═════ Task data

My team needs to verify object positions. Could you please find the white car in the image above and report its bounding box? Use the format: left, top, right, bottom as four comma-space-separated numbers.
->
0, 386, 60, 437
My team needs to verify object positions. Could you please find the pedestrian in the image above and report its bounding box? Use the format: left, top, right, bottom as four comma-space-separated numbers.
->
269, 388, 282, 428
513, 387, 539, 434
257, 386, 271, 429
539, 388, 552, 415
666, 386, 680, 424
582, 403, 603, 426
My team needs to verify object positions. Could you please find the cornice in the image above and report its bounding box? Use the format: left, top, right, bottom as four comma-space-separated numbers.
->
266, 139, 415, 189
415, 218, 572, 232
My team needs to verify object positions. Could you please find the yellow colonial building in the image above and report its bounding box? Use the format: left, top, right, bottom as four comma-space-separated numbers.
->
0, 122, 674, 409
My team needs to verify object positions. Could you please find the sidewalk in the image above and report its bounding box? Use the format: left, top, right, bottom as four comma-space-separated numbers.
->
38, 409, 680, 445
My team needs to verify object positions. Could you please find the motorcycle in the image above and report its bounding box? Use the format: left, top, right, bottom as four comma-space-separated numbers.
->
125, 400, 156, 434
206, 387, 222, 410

══════════

» **Required action**
Return solely the count of lines in the data above in which the word "left" occurs.

» **Result of the exercise**
6